Raw data Start Marker

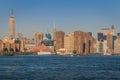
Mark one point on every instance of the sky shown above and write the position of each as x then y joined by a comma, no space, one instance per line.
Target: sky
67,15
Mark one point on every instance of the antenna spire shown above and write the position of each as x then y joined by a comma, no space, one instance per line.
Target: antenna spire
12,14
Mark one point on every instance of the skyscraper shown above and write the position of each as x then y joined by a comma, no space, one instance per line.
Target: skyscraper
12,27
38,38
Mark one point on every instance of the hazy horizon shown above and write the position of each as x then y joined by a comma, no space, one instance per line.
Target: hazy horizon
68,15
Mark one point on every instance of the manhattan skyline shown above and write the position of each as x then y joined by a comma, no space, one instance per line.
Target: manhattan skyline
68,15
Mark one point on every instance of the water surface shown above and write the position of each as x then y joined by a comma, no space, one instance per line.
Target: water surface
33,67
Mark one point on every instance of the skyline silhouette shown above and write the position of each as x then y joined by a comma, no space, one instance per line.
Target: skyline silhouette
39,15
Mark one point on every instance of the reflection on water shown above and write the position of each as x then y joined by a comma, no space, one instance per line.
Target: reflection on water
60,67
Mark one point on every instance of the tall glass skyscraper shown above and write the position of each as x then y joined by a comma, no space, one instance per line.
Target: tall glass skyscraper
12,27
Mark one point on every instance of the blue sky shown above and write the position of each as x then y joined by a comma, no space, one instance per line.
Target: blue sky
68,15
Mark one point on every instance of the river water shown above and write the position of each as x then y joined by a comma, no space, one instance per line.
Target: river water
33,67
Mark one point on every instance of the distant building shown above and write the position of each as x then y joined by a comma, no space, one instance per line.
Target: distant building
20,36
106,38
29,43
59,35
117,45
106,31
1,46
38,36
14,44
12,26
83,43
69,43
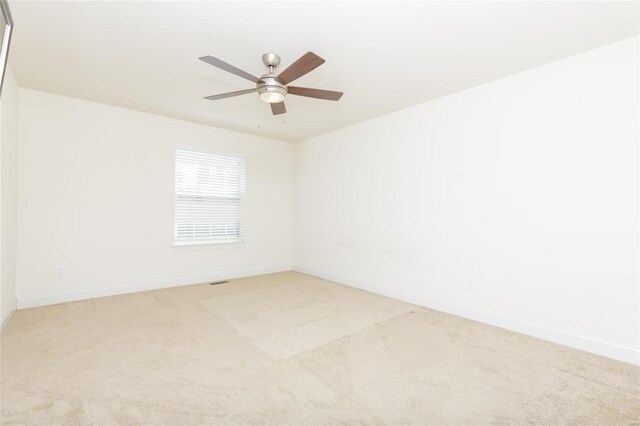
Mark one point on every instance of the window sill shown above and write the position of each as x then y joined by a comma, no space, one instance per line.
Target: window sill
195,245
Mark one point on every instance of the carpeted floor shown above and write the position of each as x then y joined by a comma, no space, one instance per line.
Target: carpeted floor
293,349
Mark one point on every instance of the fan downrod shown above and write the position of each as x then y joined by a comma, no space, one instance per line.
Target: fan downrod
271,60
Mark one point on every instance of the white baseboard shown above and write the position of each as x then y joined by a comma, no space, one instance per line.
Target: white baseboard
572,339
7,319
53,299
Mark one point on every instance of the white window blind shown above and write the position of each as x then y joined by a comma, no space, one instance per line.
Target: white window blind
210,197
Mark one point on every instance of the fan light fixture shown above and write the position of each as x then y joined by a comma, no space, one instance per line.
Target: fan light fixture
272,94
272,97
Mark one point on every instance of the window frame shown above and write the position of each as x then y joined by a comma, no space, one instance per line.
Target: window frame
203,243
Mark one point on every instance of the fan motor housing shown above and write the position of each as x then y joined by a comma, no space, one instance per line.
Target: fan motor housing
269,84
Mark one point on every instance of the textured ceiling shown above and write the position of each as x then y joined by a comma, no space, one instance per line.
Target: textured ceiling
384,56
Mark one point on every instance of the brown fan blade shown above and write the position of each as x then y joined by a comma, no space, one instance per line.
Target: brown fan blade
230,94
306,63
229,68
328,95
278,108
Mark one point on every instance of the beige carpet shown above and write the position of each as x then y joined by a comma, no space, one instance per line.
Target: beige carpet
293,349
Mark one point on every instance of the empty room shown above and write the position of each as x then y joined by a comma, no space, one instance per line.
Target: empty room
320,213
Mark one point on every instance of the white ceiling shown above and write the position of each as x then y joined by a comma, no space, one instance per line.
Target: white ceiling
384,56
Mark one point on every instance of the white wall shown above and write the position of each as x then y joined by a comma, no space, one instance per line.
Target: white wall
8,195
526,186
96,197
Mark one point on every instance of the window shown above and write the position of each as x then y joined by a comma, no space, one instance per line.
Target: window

Raw data End Marker

• _What to produce_
Your reply is to repeat, unchanged, the lines above running from the one with "Mark one point on every instance of the window frame" up to and including the one with "Mark one point on every instance of the brown".

• _The completed task_
Mark one point on every instance of the window frame shown above and write the position of each as x then y joined by a comma, no space, one instance per line.
Target: window frame
203,243
Mark one point on every instance of the fan motor housing shown above and write the position of each as x then y joined by a comma, no space, one instance per line.
Target: fan motor housing
269,84
Mark one point on every instance of the textured ceiling shown above and write the position of each as x then y joined by a comma, no space, one instance per line.
Target: textured ceiling
384,56
Mark one point on every instance of the brown fan blade shown above and write the position of each as x then y joined by a comma, no space, one instance per line.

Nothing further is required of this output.